### WHAT YOU NEED TO DO
A - In the article on the bioinspired polarization imaging sensor, how many filters make up the microscale polarization filters array?
B - Return, word for word, the part of the article on the bioinspired polarization imaging sensor from "Recent development in" to "wavelengths remains elusive.".

### SELECTED EXTRACT

Unveiling the invisible: A bioinspired CMOS-integrated polarization imaging sensor

Polarimetric imaging can uncover features invisible to human eyes and conventional imaging sensors, and it is becoming an ever more essential technique in modern society. Conventional polarimetric imaging systems require complex optical components and moving parts, making system miniaturization difficult.

Recent development in optical metasurfaces and metamaterials show promising progress toward much more compact, flexible, and robust solutions for polarization detection than conventional techniques. However, current metasurface based polarimetric imaging devices suffer from issues in scalability, narrow bandwidth, low accuracy, and small field of view. So far, the demonstration of chip-integrated metasurface-based Full-Stokes polarimetric imaging sensors for visible wavelengths remains elusive.

In a new paper published in Light: Science & Applications, a team of scientists, led by Professor Yu Yao from Arizona State University, School of Electrical, Computer and Energy Engineering, and co-workers have developed chip-integrated metasurface-based Full-Stokes polarimetric imaging sensors for visible wavelengths inspired by the mantis shrimp eye.

They first designed metasurface-based, high optical performance microscale polarization filters including broadband linear polarization filters and dual-color (green and red) chiral metasurfaces. Based on these metasurface polarization filter designs, they fabricated a microscale polarization filters array (MPFA) composed of 75.2K filters, i.e., 75.2K pixels.

They then chip-integrated the MPFA onto the imaging sensor and calibrated the sensor polarization detection with the instrument matrix calibration method. With calibration, they achieved high polarization detection accuracy: Averaged polarization measurement error less than 2% for red (630nm to 670nm) and green color (480nm to 520nm).

Moreover, they found the polarimetric imaging sensor can maintain an error of less than 5% up to ±20° oblique incidence for red color and ±5° for green color. Finally, they demonstrated the full Stokes polarimetric imaging in real-life objects invisible to the traditional imaging sensor at red and green color with total operation bandwidth of 80nm.

From the polarization images of objects, they found polarization information carried by these objects are color-dependent, revealing the advantage of dual-wavelength operation. These scientists summarize the operational principle of their polarimetric imaging sensor:

"The metasurface polarimetric imager adopted the spatial division measurement approach to obtain full Stokes polarimetric images at one snapshot. Besides, the design of circular polarizer is inspired by the eye of mantis shrimp, who can see the polarization difference of light."

"We engineered artificial optical birefringence of Si metasurfaces working similar to a quarter waveplate with dual operation wavelengths range and stack it onto a double layered Al nanogratings with large linear polarization extinction ratio. We also found circular polarization extinction ratio of our chiral metasurface changes slowly to the oblique incidence angle, which is why our sensor can operate at a broad field of view with high detection accuracy."

"Overall, the metasurface polarimetric imaging sensor we developed is featured with high accuracy, large field of view, high speed (single-shot measurement), superior mechanical stability, ultra-compact footprint, fabrication scalability and CMOS compatibility." First author Jiawe Zuo added.

"Our demonstration proved a viable path to implement chip-integrated full-Stokes polarimetric imaging sensors at visible wavelengths based on metasurface device concepts, which could be widely applied in various real-world applications, such as autonomous vision, industrial inspection, space exploration, and biomedical imaging," the scientists said.

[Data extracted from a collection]
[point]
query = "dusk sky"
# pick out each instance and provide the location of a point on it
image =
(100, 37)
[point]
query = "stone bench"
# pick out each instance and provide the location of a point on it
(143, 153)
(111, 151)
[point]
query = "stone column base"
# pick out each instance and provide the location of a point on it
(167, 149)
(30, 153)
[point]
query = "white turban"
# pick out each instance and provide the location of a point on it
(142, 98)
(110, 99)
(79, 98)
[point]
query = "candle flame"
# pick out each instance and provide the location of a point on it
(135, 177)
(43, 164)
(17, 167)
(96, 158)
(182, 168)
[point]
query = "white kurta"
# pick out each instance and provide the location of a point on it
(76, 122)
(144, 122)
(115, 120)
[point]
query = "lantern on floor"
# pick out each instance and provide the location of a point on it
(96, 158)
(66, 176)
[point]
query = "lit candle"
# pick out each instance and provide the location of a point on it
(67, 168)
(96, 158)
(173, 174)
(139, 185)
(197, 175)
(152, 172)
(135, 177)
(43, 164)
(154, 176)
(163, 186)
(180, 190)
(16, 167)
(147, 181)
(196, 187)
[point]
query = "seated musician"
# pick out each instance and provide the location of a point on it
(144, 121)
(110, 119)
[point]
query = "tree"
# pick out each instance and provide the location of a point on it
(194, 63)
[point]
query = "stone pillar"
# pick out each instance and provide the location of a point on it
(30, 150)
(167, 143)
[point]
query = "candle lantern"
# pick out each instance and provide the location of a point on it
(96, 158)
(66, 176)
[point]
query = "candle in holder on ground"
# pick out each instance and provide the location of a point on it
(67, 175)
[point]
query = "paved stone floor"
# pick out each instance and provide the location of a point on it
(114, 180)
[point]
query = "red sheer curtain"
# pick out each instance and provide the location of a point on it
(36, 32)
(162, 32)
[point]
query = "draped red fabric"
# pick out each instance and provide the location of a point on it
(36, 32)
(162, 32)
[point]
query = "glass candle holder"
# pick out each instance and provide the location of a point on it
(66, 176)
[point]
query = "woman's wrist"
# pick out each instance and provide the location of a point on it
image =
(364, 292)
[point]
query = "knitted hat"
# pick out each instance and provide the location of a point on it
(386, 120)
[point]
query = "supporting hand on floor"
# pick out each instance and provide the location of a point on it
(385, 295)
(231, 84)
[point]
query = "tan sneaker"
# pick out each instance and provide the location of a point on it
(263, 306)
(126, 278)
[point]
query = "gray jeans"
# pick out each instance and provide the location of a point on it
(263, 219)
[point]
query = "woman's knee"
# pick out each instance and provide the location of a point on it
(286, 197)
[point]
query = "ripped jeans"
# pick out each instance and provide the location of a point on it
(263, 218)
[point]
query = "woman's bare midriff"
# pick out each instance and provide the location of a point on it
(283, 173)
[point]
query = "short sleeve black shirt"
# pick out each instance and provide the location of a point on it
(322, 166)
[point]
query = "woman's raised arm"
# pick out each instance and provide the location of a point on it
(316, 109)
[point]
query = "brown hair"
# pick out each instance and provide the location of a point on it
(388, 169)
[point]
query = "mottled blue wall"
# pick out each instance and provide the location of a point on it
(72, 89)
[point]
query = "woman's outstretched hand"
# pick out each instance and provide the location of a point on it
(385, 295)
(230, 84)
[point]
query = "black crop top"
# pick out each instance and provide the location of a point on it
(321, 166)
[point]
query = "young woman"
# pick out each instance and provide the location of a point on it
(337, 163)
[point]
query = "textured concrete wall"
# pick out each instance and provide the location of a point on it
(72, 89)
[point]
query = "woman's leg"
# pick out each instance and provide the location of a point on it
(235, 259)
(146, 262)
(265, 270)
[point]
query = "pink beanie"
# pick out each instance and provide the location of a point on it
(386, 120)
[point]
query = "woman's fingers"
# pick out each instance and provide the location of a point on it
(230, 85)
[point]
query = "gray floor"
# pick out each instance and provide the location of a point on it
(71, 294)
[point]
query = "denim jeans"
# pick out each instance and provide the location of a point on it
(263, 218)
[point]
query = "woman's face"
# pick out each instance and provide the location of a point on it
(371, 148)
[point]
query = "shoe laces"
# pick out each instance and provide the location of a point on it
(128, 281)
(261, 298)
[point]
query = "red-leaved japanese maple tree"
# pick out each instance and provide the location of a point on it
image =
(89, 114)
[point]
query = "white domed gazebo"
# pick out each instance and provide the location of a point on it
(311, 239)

* * *

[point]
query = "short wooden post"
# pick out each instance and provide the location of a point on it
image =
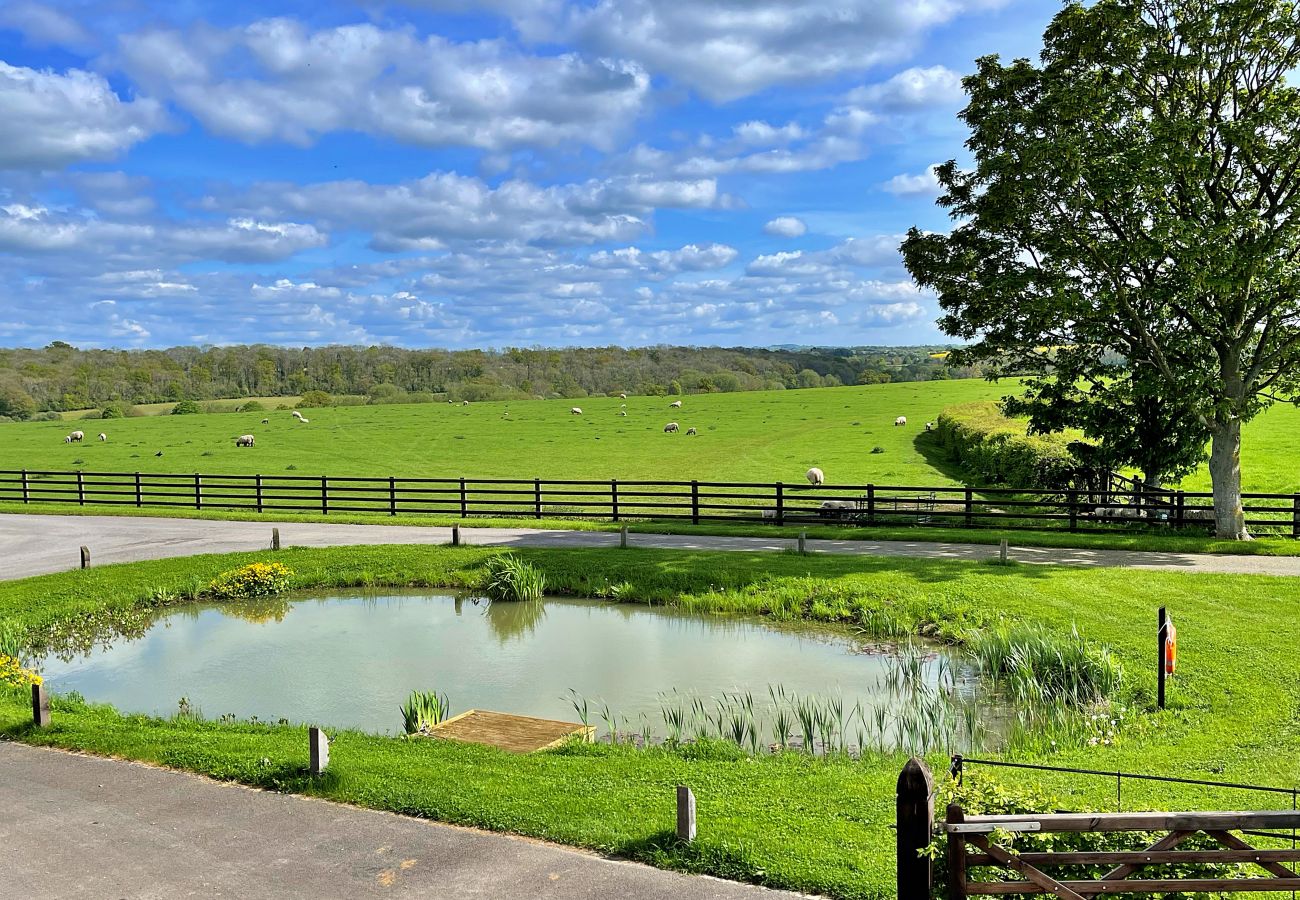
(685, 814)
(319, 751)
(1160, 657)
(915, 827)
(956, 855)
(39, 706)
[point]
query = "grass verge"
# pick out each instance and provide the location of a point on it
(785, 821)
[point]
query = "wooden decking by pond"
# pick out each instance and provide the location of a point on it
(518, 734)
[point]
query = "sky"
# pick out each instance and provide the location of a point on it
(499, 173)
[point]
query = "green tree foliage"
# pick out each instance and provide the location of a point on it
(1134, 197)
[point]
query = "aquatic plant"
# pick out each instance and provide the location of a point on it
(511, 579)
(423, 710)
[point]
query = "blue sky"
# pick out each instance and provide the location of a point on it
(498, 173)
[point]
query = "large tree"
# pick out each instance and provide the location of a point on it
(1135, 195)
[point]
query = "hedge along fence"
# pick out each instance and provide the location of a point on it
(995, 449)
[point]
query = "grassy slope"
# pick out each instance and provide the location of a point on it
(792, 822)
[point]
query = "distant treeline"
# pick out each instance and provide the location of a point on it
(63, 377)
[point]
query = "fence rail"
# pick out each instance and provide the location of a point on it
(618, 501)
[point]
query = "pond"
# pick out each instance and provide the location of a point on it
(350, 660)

* * *

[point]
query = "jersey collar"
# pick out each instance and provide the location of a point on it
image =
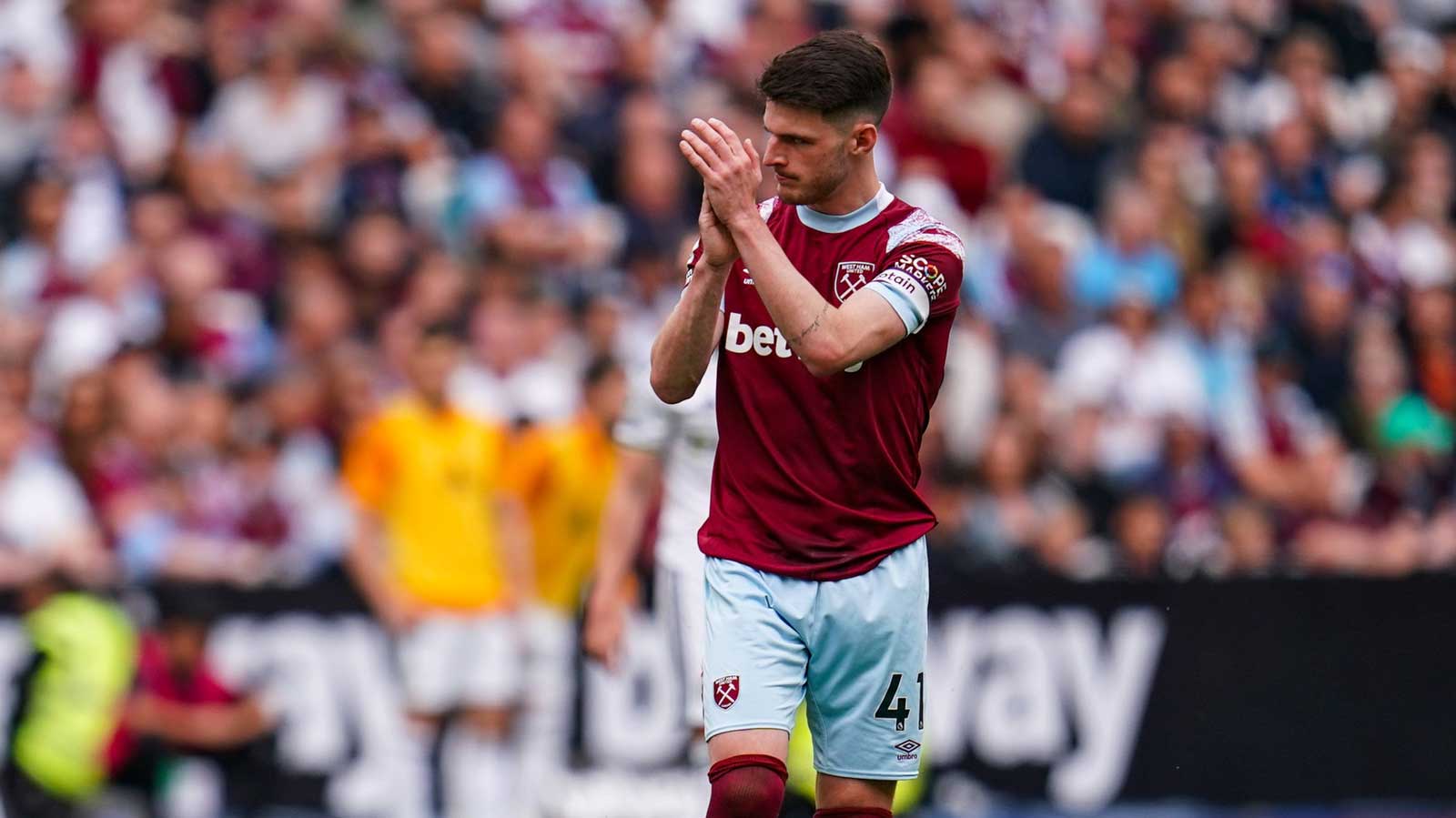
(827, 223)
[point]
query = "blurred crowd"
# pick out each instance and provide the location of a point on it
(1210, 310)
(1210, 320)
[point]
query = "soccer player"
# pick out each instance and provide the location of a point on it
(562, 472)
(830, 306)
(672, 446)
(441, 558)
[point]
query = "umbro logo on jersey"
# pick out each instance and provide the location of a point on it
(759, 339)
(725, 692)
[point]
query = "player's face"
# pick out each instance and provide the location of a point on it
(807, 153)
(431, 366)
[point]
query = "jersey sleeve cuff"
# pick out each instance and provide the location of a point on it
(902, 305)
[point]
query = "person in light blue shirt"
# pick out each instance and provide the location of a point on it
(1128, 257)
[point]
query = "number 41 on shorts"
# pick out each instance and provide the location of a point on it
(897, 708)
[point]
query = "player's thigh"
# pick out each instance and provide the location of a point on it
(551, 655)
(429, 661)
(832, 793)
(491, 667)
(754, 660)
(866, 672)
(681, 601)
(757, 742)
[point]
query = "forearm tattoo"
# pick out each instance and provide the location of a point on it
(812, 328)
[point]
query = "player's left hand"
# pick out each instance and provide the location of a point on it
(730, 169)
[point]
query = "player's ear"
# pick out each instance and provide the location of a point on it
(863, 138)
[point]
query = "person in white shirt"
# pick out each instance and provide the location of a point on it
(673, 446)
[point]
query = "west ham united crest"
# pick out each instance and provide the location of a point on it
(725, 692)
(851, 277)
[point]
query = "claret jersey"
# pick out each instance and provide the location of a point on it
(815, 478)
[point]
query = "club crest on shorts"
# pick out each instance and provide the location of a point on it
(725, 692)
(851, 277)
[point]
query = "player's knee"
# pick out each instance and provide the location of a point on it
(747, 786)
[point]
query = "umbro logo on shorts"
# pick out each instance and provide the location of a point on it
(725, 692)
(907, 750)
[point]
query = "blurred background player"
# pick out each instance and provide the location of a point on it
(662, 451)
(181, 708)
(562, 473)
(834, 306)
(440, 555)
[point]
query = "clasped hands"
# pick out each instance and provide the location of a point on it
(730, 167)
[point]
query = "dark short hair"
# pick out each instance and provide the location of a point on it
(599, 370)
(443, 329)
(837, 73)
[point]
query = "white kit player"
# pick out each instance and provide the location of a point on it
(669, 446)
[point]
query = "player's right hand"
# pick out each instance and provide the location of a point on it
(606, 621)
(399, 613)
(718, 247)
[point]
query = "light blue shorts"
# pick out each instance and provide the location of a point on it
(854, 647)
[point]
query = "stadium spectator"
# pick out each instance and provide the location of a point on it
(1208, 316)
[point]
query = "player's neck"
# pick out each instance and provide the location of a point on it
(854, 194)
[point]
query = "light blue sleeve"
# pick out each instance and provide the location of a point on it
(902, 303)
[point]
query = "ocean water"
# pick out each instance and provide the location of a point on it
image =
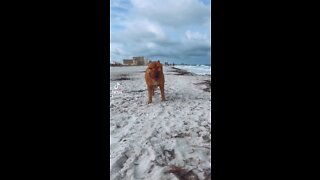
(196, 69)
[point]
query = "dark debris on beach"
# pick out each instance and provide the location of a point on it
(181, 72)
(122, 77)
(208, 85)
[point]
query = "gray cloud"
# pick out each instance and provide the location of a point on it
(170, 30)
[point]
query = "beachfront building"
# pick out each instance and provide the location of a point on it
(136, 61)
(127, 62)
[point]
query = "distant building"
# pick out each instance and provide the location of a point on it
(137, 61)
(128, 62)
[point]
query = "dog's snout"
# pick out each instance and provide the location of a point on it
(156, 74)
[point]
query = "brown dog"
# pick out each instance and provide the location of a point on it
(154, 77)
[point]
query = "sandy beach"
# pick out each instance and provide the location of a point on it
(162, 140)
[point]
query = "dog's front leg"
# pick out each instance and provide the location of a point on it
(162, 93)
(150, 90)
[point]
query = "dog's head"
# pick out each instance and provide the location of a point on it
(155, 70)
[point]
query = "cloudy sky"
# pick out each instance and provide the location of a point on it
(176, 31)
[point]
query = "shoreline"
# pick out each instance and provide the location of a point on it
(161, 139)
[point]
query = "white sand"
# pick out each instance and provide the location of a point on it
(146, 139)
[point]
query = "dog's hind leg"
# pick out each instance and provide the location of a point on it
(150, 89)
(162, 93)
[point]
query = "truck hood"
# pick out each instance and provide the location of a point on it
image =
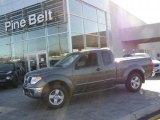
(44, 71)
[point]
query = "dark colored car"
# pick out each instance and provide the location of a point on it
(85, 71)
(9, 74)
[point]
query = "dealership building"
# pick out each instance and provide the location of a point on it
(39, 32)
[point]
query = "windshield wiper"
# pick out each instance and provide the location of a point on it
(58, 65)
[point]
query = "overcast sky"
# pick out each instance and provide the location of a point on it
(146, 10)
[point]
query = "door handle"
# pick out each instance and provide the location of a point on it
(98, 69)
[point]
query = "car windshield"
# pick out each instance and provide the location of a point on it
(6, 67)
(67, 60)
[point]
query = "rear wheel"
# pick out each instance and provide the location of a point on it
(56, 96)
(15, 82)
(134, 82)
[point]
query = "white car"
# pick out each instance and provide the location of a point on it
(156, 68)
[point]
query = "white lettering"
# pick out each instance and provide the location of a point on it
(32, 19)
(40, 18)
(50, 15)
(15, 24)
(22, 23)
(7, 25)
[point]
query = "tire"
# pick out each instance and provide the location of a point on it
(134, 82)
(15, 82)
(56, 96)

### SOLUTIONS
A - 75.2K filters, which is 75.2K pixels.

B -
Recent development in optical metasurfaces and metamaterials show promising progress toward much more compact, flexible, and robust solutions for polarization detection than conventional techniques. However, current metasurface based polarimetric imaging devices suffer from issues in scalability, narrow bandwidth, low accuracy, and small field of view. So far, the demonstration of chip-integrated metasurface-based Full-Stokes polarimetric imaging sensors for visible wavelengths remains elusive.